→ **Required work**: Once the line containing "Target: ski instructor in red suit" is found in the records below, return it and each following line exactly, up to and including the line containing "Mark the packed snow with a point.", and nothing else.

→ **Working data**:
>>
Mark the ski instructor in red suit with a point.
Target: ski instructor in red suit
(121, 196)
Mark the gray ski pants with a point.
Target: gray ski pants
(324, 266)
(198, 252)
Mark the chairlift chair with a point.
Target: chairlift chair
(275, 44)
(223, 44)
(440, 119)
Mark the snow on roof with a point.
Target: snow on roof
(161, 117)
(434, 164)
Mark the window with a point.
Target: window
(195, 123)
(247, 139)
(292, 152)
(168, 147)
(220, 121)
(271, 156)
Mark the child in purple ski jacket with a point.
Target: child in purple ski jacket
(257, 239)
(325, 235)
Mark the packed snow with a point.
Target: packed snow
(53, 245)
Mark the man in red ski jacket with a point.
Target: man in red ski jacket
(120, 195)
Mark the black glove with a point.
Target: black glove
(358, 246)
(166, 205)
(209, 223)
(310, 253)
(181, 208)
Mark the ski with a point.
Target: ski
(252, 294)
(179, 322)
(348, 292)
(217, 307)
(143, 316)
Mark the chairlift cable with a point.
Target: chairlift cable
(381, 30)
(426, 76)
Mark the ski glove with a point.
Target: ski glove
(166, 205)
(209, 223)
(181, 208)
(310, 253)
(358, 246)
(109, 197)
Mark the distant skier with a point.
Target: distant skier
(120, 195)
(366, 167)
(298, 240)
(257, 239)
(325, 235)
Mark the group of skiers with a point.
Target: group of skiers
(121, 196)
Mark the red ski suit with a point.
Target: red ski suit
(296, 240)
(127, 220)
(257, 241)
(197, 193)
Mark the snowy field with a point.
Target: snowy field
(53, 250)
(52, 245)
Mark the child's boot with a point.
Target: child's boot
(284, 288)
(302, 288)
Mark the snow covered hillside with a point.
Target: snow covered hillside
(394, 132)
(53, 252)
<<
>>
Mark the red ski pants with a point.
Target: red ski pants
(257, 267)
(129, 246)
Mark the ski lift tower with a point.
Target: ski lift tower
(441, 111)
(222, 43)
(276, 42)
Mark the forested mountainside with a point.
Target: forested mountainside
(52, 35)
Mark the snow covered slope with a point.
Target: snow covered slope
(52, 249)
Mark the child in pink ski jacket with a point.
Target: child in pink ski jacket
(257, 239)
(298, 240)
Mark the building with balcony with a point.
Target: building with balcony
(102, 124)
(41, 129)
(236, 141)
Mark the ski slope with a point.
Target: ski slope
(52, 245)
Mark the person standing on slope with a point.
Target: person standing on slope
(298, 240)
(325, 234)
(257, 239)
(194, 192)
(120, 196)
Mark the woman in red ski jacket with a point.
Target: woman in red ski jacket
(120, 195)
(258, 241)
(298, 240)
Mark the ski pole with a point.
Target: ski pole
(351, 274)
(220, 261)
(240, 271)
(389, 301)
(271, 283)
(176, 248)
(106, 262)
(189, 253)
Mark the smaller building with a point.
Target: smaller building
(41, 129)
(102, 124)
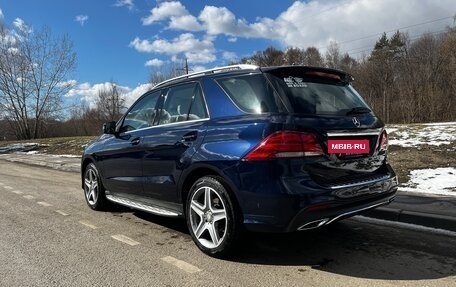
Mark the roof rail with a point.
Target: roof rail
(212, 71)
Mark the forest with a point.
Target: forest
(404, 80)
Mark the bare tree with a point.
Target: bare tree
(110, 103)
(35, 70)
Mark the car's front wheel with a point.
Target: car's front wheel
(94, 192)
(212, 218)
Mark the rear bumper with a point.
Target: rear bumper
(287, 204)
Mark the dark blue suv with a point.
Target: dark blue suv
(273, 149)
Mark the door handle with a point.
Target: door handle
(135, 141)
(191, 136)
<<
→ **Problem solution**:
Target: ski instructor in red suit
(121, 196)
Mark the gray ski pants with a point.
Target: gray ski pants
(324, 266)
(198, 252)
Mark the chairlift chair with a point.
Target: chairlift chair
(275, 44)
(223, 44)
(440, 119)
Mark the snow on roof with a point.
Target: snow on roof
(161, 117)
(434, 164)
Mark the window with a point.
Target: window
(195, 123)
(247, 139)
(292, 152)
(168, 147)
(220, 121)
(271, 156)
Mark the child in purple ski jacket with a point.
Target: child in purple ski jacket
(257, 239)
(325, 235)
Mark the packed snow with a point.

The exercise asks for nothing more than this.